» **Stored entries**
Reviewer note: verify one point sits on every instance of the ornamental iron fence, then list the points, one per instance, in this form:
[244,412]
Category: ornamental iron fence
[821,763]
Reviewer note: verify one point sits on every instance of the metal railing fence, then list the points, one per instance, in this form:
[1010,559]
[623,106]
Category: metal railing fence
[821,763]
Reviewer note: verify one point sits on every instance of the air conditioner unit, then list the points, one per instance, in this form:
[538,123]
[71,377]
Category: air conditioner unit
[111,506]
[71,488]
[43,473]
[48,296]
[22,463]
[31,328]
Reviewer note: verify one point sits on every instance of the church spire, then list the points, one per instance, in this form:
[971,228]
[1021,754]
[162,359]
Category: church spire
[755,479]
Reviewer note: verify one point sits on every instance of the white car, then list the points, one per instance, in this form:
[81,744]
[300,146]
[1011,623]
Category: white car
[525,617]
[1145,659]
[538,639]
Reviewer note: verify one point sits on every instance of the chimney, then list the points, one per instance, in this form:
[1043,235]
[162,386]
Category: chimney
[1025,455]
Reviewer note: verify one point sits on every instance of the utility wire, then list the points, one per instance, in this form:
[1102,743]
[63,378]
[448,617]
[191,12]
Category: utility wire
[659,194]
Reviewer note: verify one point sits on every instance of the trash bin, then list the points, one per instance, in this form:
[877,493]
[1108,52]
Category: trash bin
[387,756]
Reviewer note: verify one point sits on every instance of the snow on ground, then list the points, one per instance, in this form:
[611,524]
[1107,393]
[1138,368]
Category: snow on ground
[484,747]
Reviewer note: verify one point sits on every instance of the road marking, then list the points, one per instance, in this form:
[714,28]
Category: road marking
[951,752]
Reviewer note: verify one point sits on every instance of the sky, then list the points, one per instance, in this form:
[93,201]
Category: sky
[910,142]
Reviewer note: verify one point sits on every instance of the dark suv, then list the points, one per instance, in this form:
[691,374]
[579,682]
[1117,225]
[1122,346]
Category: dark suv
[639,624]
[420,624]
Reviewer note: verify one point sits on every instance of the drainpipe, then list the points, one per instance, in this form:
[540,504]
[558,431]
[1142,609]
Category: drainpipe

» **Task objective**
Reproduce everything from the line containing "the sky, then" down to the end of the items, shifting each number in the answer coordinates up by 94 and leaving all other lines unchanged.

» **Final result**
Reviewer note: verify one point sits on every instance of the sky, then list the points, one per instance, in this form:
[93,201]
Category: sky
[1004,236]
Reviewer note: verify one point sits on every instance of the dark suv, then list the points, one per instance, in this form:
[691,374]
[579,682]
[1117,225]
[1122,346]
Category: dark suv
[733,718]
[514,718]
Reviewer note: verify one point sits on every instance of the drainpipe, then list the points, one per instance, in this form:
[540,504]
[558,431]
[1142,609]
Category: drainpipe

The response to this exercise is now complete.